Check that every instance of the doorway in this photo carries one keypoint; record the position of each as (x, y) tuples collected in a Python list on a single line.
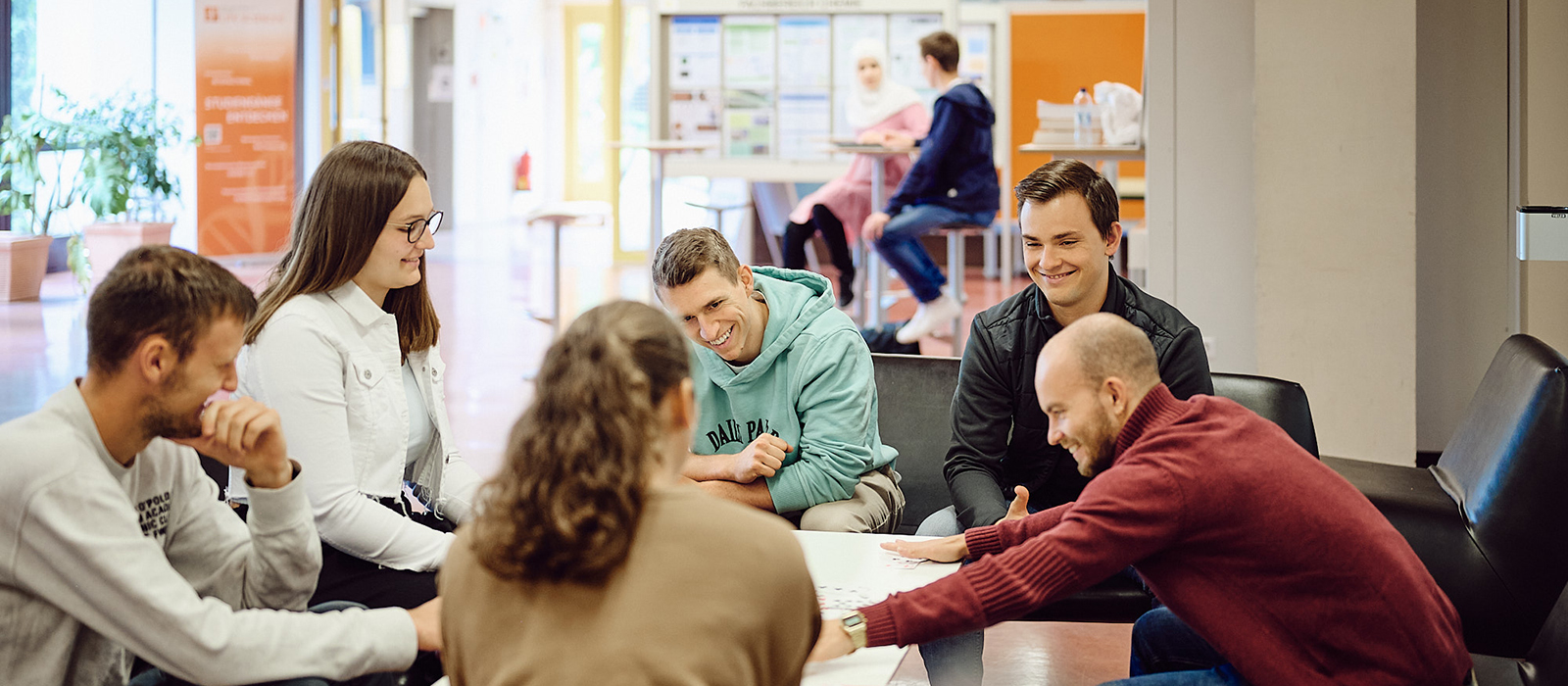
[(433, 83)]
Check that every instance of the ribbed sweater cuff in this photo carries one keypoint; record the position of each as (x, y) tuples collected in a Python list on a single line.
[(880, 628), (984, 541), (1000, 589)]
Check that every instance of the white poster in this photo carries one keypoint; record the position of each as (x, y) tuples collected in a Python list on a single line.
[(749, 124), (805, 50), (974, 62), (694, 52), (805, 124), (694, 117), (847, 30), (749, 52), (904, 46)]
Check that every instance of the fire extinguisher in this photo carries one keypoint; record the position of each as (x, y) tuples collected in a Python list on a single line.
[(522, 172)]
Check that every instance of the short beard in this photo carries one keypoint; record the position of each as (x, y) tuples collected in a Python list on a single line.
[(165, 423), (1102, 450), (1100, 458)]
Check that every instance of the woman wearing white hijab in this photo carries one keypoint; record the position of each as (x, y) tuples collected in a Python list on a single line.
[(838, 209)]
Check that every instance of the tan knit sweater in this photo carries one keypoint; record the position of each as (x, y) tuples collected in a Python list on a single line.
[(712, 592)]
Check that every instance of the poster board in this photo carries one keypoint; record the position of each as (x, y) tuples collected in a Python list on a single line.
[(778, 125)]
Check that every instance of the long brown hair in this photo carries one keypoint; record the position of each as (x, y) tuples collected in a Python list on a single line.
[(566, 503), (336, 222)]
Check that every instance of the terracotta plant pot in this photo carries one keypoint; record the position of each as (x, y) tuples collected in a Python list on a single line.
[(23, 262), (109, 241)]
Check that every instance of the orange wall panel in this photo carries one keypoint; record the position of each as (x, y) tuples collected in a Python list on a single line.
[(245, 110), (1057, 54)]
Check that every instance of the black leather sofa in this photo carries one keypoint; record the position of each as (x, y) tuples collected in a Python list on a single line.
[(1489, 518), (914, 397)]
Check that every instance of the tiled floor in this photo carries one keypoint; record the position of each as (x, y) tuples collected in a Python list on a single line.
[(485, 280)]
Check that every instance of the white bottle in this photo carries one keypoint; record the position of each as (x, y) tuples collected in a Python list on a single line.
[(1082, 118)]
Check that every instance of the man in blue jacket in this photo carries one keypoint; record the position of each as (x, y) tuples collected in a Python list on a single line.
[(954, 182)]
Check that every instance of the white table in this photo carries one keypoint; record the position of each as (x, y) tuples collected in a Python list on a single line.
[(659, 149), (872, 267), (858, 564), (561, 215)]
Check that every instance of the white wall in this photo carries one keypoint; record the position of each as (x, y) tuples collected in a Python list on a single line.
[(176, 85), (93, 49), (1200, 199), (1544, 159), (1462, 207), (1337, 217), (504, 102)]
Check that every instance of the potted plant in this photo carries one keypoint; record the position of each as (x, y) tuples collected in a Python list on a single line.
[(122, 177), (33, 199)]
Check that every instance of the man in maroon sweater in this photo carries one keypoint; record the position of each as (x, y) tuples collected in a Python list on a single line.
[(1274, 568)]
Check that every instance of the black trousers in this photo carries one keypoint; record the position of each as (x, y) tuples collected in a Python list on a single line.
[(827, 222), (355, 580)]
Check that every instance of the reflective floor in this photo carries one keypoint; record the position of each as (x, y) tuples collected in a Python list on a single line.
[(488, 282)]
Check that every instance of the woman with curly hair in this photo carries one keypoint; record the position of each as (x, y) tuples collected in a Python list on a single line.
[(592, 561)]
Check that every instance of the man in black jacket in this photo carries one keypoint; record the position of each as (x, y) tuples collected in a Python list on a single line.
[(1070, 220)]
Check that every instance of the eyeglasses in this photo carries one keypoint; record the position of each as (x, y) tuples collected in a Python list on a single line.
[(416, 229)]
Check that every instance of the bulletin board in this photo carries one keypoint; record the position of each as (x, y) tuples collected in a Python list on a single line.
[(770, 83)]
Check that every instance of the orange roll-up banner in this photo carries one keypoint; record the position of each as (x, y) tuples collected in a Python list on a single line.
[(245, 113)]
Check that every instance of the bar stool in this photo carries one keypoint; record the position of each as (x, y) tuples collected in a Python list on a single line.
[(956, 272), (744, 248), (561, 215)]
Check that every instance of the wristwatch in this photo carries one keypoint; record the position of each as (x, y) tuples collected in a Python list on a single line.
[(855, 625)]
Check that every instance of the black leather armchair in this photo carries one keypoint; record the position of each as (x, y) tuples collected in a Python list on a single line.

Exercise
Retype each line above exactly. Leave the images out.

Task solution
Check that every instance of the doorway in this photo carries one keypoint; record the position of each as (x, y) tuples collected in a Python list on a single line.
[(433, 83)]
Check that every instance of the ribbed sweater cuff in this photo carries one keypoint; record the position of each as (x, y) tuples collected in a Python list on a single line.
[(880, 628), (984, 541), (1000, 589)]
Check that every instance of the white poster in this photo carries one keypoint; record the position of each as (x, y) tuples collected in a Python list on a single line.
[(749, 124), (805, 50), (974, 62), (694, 52), (805, 124), (694, 117), (847, 30), (749, 52), (904, 46)]
Check that every instance of the fire extinguisher in this photo carries one keypoint; record the position of each as (x, y) tuples collected in a Python list on a single line.
[(522, 172)]
Check that every instance of the short beard in this photo carries one keypoint; record the position of each as (x, y) tuples collected in a Python list on a single line.
[(165, 423), (1102, 450), (1100, 458)]
Check that every instance of the woman wearing white hijab in this photo carries one keypoint; record the position of each as (x, y) tuples collected in a Python list on a single line.
[(838, 209)]
Check that every instance of the tan knit sweater in this photo carries one keypoint; record the position of each as (x, y) tuples collected in a Python list on a single line.
[(712, 592)]
Check that every instance of the poster board in this photo carries one keypoint; record the position of each as (x, y) tuples collected in a Python list on a single line.
[(778, 125)]
Check that every instance of the long brown hair in this photo carries one keypoint; record the position of each as (x, y) tuples collected in a Python list on a single line.
[(566, 503), (336, 222)]
Check that every instance of the terracotta plant pot in this photo carries one keypoint; record the position of each as (x, y) tuples collected in a Python list on a single line.
[(23, 262), (109, 241)]
Check that every instance of the orange wall panel in this photo carries one keypoint; record the position of each as (x, y) tuples collected in a Python list on a single line.
[(245, 110), (1057, 54)]
Check that every instance of the black leather sofa in this photo carries one keypoint; record the position of each as (x, y) tuples collected in a Python list on a single line.
[(1489, 518), (914, 397)]
Check that every instance of the tiled floor in this photo carries one keypoint; record the position of each as (x, y) tuples collected in a Python list on a single line.
[(485, 280)]
Check that every instance of the white bottle in this photo carries one keypoint; record the position of each as (x, y) tuples collected in a Python list on a single line.
[(1082, 118)]
Check that every instance of the man in blue jacket in this photo carries one keypoint; record the position of each as (x, y) tuples collected in a Python list on a single line.
[(954, 182)]
Check that every instance of the white table in this photo carries one keypoint; record the position of each as (x, y) tuples collected in a Python list on a single line.
[(659, 149), (872, 267), (858, 564), (561, 215)]
Check that every instance of the white wall in this photo carries one keypoint; record the position of each as (x, y) tuples collected in a Python list on a single line.
[(176, 85), (93, 49), (1200, 199), (1544, 159), (1462, 207), (1337, 217), (504, 102)]
Check that every instance of the potted plant in this photo carries one keypoint; record the position of each as (x, y) tuples collected in a Python list on a single line.
[(122, 177), (33, 199)]
Check that every instance of the man in maroon sweater in this photo carries one keypoint; record the position of each as (x, y) tuples collected in a Python list on a single line.
[(1274, 568)]
Check that every instance of the black trousers in this photo carries one keypoint; record the position of each as (x, y) tuples collected in a Python list on a single line.
[(827, 222), (355, 580)]
Check that every instance of the reflective floor in this photo carries one keypoint; record the position of each as (x, y) tuples collected in a Python list on a single line.
[(488, 282)]
Check that every instance of the woman with curly hair in this photo carries one keypoint; record the position of each as (x, y) tuples collected in a Python list on a single line.
[(592, 561)]
Check that every instance of the man in black jacket in this photo carries one keypoint; record the position of each as (x, y) tuples collected in a Python list on a single line.
[(1070, 220)]
Check that every instance of the eyeglasses in this photo carries one keypoint; record the position of each as (x, y) tuples collected in a Python list on a single line.
[(416, 229)]
Check that every instance of the bulletin board in this photo carries one keypoint; record the position of each as (x, y) tuples collected in a Python list on a single line.
[(770, 83)]
Check that every instance of the orange roll-up banner in this photo carries one keypoint; record the position of each as (x, y) tuples collected in a Python list on a single line.
[(245, 113)]
Check that every instance of the bar stool in this photo carries one keypoint; record the position of each as (x, y) tuples collected in a Python list on a single line.
[(956, 272), (744, 248), (561, 215)]
Check that every instance of the wristwatch in this photo carries one keypoint; record the position of each as (x, y) tuples collected in a Python list on a single line.
[(855, 625)]
Check that every instance of the black leather armchair in this photo carries one keypoint; record the position of each as (x, y) tuples collected in a Python list on a single line.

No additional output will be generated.